▶ [Exercise requirements]:
Every record must be copied exactly, from first line to last.

(Stored records)
·····
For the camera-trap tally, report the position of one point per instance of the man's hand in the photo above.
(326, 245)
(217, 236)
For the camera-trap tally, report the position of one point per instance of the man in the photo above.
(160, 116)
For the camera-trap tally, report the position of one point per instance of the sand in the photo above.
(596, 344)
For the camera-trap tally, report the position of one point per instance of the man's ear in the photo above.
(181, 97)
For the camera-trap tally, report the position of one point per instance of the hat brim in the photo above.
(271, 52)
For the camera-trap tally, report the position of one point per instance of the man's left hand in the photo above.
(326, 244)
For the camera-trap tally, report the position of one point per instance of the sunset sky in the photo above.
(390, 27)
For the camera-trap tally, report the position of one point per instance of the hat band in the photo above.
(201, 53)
·····
▶ [Answer to this task]:
For the camera-trap tally, report the position of one point per instance of the man's hand in the photo above.
(326, 245)
(217, 236)
For the camera-trap tally, report the position of one point per instance of the man in the photo above.
(160, 116)
For the camera-trap tally, report the position of one point per instance of the sand in the photo above.
(596, 344)
For the camera-trap tally, report the position of one point per instance of the man's ear in the photo above.
(181, 97)
For the camera-trap tally, report the position of one point per instance of the hat brim in the photo above.
(271, 52)
For the camera-trap tally, report the position of one point per instance of the man's left hand in the photo above.
(326, 244)
For the camera-trap tally, report the position of one point per instance of the sunset sky in the photo above.
(390, 27)
For the camera-trap tally, report the position of one point per instance of the hat band in the photo above.
(201, 53)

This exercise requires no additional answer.